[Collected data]
***

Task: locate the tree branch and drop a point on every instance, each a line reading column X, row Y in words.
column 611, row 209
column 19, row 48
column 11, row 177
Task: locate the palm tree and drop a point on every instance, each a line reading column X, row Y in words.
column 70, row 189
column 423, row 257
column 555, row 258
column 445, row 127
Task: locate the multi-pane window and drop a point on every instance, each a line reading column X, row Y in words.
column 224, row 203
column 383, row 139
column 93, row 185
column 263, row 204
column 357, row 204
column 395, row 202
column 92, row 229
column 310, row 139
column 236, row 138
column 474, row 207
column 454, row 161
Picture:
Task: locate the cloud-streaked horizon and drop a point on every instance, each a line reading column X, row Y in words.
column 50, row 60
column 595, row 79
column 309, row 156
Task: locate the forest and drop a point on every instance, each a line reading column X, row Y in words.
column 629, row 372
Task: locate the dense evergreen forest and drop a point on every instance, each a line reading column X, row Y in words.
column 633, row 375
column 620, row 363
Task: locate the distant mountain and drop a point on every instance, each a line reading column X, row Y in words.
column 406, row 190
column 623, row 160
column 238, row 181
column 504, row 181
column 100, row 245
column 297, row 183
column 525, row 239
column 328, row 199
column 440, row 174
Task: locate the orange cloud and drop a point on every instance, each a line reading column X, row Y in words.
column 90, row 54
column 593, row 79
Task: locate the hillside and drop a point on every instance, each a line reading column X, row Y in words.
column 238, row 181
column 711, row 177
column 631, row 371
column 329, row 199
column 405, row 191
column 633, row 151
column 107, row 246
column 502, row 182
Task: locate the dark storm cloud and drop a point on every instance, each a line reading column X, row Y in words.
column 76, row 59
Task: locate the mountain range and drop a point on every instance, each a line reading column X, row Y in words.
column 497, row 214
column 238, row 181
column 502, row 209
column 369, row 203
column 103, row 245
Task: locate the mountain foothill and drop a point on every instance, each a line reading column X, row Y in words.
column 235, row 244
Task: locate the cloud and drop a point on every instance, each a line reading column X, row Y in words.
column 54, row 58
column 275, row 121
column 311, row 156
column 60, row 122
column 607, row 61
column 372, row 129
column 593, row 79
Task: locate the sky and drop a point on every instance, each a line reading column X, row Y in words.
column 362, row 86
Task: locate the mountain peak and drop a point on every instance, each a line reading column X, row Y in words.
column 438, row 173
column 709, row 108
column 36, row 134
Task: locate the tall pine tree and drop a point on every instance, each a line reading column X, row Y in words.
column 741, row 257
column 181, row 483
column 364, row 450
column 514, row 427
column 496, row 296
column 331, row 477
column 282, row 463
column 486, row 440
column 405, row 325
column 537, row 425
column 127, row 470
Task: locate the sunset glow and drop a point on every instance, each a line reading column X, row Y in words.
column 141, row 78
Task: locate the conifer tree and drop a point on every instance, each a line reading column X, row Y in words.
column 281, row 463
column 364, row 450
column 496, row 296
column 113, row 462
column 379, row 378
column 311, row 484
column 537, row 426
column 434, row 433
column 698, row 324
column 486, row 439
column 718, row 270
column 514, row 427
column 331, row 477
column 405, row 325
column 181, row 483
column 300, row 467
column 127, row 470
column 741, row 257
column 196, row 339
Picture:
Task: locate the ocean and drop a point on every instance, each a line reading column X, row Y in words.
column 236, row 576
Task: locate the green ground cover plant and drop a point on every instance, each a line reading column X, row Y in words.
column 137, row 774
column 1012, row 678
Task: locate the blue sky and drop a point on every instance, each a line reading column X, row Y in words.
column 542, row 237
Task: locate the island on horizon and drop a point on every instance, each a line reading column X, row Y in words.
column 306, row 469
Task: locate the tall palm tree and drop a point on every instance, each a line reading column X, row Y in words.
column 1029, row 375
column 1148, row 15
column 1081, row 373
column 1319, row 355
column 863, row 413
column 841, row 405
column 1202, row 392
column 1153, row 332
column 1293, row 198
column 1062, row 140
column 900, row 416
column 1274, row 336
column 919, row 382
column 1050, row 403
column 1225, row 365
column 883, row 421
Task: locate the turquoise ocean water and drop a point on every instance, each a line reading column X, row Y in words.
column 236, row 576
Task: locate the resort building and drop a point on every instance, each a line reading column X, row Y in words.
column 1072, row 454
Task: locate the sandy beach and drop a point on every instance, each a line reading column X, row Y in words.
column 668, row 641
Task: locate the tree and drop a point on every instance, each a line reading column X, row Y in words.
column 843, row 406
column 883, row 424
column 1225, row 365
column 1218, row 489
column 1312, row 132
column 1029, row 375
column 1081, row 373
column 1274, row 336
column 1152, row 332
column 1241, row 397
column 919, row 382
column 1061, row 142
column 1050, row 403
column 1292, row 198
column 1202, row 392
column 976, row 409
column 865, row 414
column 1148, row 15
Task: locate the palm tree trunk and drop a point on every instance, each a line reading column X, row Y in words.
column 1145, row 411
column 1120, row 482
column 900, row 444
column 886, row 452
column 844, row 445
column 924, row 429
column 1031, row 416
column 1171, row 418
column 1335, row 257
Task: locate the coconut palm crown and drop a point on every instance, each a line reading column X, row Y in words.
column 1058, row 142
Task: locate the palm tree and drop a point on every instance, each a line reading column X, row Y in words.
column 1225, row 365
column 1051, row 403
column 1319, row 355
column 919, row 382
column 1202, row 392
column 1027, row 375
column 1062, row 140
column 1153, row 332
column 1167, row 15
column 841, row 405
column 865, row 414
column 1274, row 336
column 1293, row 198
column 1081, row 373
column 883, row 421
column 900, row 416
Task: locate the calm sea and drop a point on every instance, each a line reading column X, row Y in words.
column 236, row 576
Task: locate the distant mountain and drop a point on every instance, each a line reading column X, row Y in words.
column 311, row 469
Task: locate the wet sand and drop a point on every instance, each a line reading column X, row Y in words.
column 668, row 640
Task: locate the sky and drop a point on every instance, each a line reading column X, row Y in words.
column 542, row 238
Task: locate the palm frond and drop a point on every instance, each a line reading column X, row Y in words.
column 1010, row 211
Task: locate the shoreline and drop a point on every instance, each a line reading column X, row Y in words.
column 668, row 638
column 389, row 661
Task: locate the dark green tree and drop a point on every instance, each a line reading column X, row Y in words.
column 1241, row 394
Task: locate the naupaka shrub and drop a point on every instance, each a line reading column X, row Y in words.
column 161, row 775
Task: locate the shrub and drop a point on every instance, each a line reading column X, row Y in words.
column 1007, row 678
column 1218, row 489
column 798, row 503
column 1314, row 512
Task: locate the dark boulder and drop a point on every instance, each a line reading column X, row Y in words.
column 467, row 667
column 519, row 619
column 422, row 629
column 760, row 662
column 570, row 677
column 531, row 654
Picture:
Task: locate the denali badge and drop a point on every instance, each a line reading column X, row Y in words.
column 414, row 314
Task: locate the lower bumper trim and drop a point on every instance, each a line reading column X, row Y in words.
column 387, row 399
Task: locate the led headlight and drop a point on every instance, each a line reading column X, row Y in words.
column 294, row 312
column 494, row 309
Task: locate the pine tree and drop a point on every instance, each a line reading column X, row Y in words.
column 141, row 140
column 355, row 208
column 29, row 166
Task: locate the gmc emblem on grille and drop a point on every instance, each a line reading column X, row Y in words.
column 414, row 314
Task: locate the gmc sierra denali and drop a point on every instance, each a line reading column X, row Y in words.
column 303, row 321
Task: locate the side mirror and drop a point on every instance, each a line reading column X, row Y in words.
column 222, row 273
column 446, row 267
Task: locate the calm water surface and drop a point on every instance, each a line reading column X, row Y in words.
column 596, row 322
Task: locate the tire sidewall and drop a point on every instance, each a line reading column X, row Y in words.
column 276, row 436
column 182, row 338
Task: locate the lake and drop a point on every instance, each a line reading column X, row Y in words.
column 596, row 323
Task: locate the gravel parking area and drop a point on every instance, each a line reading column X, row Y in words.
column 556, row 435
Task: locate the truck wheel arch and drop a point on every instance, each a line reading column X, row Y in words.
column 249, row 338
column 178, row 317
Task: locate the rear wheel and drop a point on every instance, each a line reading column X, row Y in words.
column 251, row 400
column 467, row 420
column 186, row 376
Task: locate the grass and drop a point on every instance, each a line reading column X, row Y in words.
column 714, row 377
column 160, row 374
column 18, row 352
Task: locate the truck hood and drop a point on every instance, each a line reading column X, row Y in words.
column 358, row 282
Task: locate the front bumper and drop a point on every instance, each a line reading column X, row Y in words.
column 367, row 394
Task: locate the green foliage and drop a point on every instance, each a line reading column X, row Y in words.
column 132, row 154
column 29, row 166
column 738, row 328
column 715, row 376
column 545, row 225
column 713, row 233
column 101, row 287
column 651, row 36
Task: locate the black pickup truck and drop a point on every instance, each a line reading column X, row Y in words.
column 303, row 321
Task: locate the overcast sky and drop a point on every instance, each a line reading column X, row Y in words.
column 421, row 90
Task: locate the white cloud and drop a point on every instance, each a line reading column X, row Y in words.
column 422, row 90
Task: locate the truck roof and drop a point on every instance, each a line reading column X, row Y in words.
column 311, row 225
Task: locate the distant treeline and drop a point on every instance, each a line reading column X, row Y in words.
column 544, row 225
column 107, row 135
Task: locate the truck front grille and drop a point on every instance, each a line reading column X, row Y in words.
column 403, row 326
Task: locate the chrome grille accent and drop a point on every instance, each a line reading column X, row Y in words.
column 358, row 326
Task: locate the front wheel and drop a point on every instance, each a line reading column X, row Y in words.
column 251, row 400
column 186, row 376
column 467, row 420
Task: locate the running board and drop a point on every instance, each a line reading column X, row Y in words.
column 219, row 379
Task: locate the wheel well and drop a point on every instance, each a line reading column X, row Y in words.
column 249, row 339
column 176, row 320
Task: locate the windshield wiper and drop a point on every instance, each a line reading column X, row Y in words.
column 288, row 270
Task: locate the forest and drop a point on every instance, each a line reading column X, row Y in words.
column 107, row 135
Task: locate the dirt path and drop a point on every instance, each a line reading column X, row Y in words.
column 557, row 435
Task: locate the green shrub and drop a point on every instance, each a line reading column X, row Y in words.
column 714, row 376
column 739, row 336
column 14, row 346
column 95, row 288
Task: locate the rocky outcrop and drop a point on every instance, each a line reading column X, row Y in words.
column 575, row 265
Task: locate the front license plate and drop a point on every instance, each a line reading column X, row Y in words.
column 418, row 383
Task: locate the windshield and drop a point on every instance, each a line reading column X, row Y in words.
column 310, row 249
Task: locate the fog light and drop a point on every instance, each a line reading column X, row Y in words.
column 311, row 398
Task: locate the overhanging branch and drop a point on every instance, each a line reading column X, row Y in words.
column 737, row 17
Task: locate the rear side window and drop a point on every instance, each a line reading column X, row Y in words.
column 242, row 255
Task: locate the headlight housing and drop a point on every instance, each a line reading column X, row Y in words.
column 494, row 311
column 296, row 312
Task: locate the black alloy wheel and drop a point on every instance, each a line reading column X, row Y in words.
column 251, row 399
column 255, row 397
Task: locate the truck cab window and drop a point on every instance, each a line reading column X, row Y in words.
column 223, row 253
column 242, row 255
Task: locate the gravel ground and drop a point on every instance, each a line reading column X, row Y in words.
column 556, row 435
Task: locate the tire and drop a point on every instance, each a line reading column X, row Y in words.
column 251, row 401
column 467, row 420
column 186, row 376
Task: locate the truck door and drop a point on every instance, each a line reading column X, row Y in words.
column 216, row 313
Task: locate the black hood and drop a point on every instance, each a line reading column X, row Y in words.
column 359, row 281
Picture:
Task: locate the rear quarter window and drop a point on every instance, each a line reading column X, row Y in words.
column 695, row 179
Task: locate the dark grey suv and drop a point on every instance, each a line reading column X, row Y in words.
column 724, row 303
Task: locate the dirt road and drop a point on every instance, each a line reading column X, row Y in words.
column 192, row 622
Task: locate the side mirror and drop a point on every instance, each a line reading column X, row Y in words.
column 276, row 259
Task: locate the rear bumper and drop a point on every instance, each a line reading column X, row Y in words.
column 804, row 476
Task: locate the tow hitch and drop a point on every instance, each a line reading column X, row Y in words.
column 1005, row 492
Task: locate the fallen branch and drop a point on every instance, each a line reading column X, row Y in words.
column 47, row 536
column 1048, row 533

***

Only the lines from the one with "Task: locate the black alloy" through the end of the data should be printed, each exactly as it appears.

▸ **Response area**:
Task: locate the black alloy wheel and drop a point on every instance, each a line reading column X, row Y in words.
column 251, row 399
column 255, row 397
Task: locate the truck cab window and drop a point on every instance, each a line reading column X, row Y in words.
column 223, row 253
column 242, row 255
Task: locate the gravel ground and drop a point on every instance, each a line reading column X, row Y in words.
column 556, row 435
Task: locate the tire and drop a point on every instance, each a line reading column X, row Y in words.
column 251, row 401
column 467, row 420
column 186, row 376
Task: locate the truck door and drop a point on every instance, each a line reading column X, row Y in words.
column 216, row 313
Task: locate the black hood and drop a point on every instance, each a line reading column X, row Y in words.
column 359, row 281
Picture:
Task: locate the rear quarter window and drop a point on every instance, each a line reading column X, row Y in words.
column 695, row 179
Task: locate the dark grey suv and drop a point on every instance, each a line reading column X, row Y in words.
column 724, row 303
Task: locate the dirt road and drop a point on every instance, each a line reading column X, row Y in words.
column 192, row 622
Task: locate the side mirror and drop a point on every instance, each a line reading column X, row Y in words.
column 276, row 259
Task: locate the rear bumper and drop a point on every instance, each a line reading column X, row Y in words.
column 804, row 476
Task: locate the tow hitch and drop a point on every instance, each a line reading column X, row Y in words.
column 1005, row 492
Task: locate the fallen branch and drop a point on every instance, each a line reading column X, row Y in words.
column 47, row 536
column 1048, row 533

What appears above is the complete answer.